▶ _What you should do_
Your job is to copy the data that follows exactly, every line included.

▶ _Records for the exercise_
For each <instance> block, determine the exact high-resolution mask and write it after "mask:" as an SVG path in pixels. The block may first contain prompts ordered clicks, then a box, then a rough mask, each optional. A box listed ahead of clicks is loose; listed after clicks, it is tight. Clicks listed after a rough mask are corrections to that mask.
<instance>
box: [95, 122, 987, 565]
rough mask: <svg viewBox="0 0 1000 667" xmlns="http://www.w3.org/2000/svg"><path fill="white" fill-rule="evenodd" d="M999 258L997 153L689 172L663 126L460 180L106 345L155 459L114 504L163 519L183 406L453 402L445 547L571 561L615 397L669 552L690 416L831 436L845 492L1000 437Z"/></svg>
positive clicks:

▶ _Output below_
For each <instance> block, determine the exact high-resolution mask and write it after "mask:" as an SVG path in pixels. The block may first contain prompts ordered clicks, then a box, then a rough mask, each optional. A box listed ahead of clicks is loose; listed after clicks, it is tight. Clicks listed after a rough mask are corrections to that mask.
<instance>
box: [95, 122, 987, 565]
rough mask: <svg viewBox="0 0 1000 667" xmlns="http://www.w3.org/2000/svg"><path fill="white" fill-rule="evenodd" d="M999 258L997 153L689 172L663 126L460 180L106 345L155 459L114 504L163 519L183 406L453 402L445 547L571 561L615 397L669 552L690 416L831 436L845 492L1000 437Z"/></svg>
positive clicks:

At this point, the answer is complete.